> Extract provided
------

Snyman 18 points out that 'the essence of the doctrine is that if two or more people, having a common purpose to commit a crime, act together in order to achieve that purpose, the conduct of each of them in the execution of that purpose is imputed to the others'. These requirements are often couched in terms which relate to consequence crimes such as murder.

[19.] The liability requirements of a joint criminal enterprise fall into two categories. 20 The first arises where there is a prior agreement, express or implied, to commit a common offence. In the second category, no such prior agreement exists or is proved. The liability arises from an active association and participation in a common criminal design with the requisite blameworthy state of mind. In the present matter, the evidence does not prove any such prior pact.

[20.] The trial Court found that the first appellant was a party to an unlawful common enterprise during which the child was murdered. In convicting the accused the Court relied on the decision of S v Mgedezi, in which it was held that for the doctrine to be invoked:

In the first place, he must have been present at the scene where the violence was being committed. Secondly, he must have been aware of the assault on the inmates of room 12. Thirdly, he must have intended to make common cause with those who were actually perpetrating the assault. Fourthly, he must have manifested his sharing of a common purpose with the perpetrators of the assault by himself performing some act of association with the conduct of the others. Fifthly, he must have had the requisite mens rea; so, in respect of the killing of the deceased, he must have intended them to be killed, or he must have foreseen the possibility of their being killed and performed his own act of association with recklessness as to whether or not death was to ensue.

The appellants contended that the principles enunciated in S v Mgedezi should have been developed in accordance with the requirements of section 39(2) of the Constitution, and if this had been done, they would have been entitled to be acquitted.

------

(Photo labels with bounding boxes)

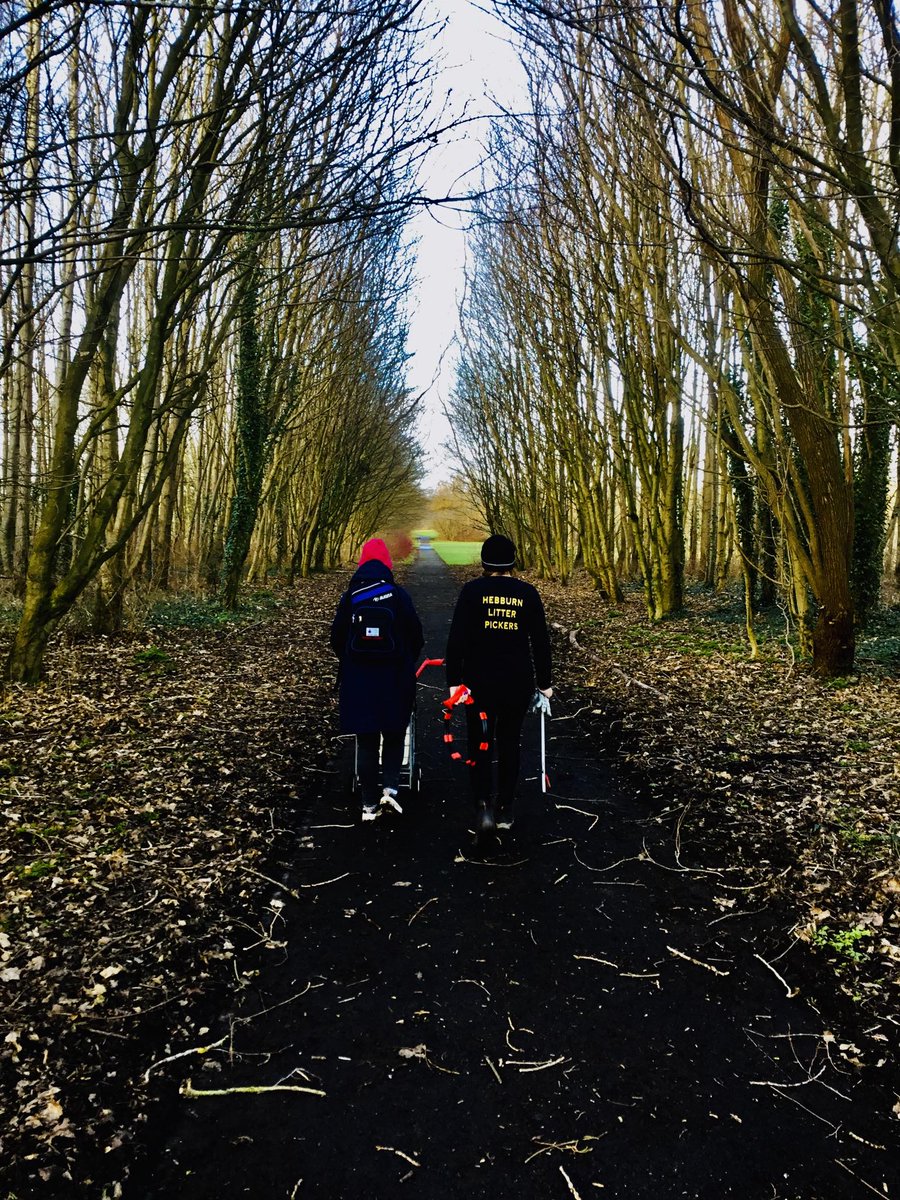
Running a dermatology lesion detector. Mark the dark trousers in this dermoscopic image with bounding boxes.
[356,730,406,804]
[466,696,530,812]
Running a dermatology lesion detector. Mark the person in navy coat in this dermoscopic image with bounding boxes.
[331,538,425,821]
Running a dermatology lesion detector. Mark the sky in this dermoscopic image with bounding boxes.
[408,0,522,487]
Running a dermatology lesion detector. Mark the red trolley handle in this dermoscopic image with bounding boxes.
[415,659,444,679]
[440,683,475,705]
[442,683,491,767]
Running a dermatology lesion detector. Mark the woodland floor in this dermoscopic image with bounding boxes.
[0,554,900,1200]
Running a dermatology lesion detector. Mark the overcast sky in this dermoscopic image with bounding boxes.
[409,0,522,486]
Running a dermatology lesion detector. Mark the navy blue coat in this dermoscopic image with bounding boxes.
[331,560,425,733]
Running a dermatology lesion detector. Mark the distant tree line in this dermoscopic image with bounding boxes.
[0,0,433,682]
[451,0,900,676]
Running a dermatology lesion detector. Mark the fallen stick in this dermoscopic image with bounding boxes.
[376,1146,422,1166]
[666,946,731,976]
[514,1055,565,1074]
[179,1079,325,1100]
[241,866,300,900]
[407,896,438,925]
[572,954,619,971]
[140,1033,230,1084]
[300,871,350,888]
[754,954,800,1000]
[559,1166,581,1200]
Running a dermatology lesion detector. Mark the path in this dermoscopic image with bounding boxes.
[133,553,900,1200]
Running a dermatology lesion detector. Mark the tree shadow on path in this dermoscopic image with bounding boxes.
[133,552,900,1200]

------

> Instructions
- a) According to the judgment extract, on which decision did the trial Court rely in convicting the accused?
- b) Carry on the judgment extract on the common purpose doctrine from its final sentence.
The entries above come from a separate source.

> Per-task outputs
- a) S v Mgedezi

- b)
[21.] The rules which make up the doctrine of common purpose deal with a number of different situations in which an accused person might be held liable for a crime committed in the course of a common enterprise. Since S v Mgedezi, the application of these rules have been refined and developed by various decisions of the SCA.  In the present case it is not necessary to consider all of these developments. We are concerned here with a case in which the accused were present at the scene of the crime. What needs to be decided is whether the principles applicable to such a case, as stated in S v Mgedezi and developed by the SCA in later cases, calls for further development. It is neither necessary nor desirable to consider other situations. This judgment therefore deals only with the existing law insofar as it is relevant to the facts of the present case.

[22.] After S v Mgedezi there remains no doubt that where the prosecution relies on common purpose as a basis for criminal liability in a consequence crime such as murder, a causal connection between the conduct of each participant in the crime and the unlawful consequence caused by one or more in the group, is not a requirement. 24 Rules of criminal liability similar or comparable to common purpose are found in many common-law jurisdictions, including England, 25 Canada, 26 Australia, 27 Scotland 28 and the USA. 29 In all these legal systems, a causal nexus is not a prerequisite for criminal liability. In civil legal systems, such as France and Germany there appear to be no rules, which, in substance, approximate our rule of common purpose.

Did the SCA fail to develop the doctrine of common purpose in accordance with section 39(2) of the Constitution?

[23.] The main thrust of the appellants' contention is that the pre-constitutional requirements of common purpose unjustifiably limit the appellants' rights to dignity, freedom and security of the person and a fair trial including the right to be presumed innocent. However, the appellants stopped short of asserting that the doctrine of common purpose is unconstitutional in its entirety. They submitted that the High Court and the SCA erred in failing to develop, apply and elucidate the following requirements that:

(a) there must be a causal connection between the actions of the appellants and the crime for which they were convicted;

(b) the appellants must have actively associated themselves with the unlawful conduct of those who actually committed the crime; and

(c) the appellants must have had the subjective foresight that others in the group would commit the crimes.

[24.] Since the advent of constitutional democracy, all law must conform to the command of the supreme law, the Constitution, from which all law derives its legitimacy, force and validity. Thus, any law which precedes the coming into force of the Constitution remains binding and valid only to the extent of its constitutional consistency. The Bill of Rights enshrines fundamental rights which are to be enjoyed by all people in our country. Subject to the limitations envisaged in section 36, the State must respect, protect, promote and fulfil the rights in the Bill of Rights. The protected rights therein apply to all law and bind all organs of State, including the Judiciary.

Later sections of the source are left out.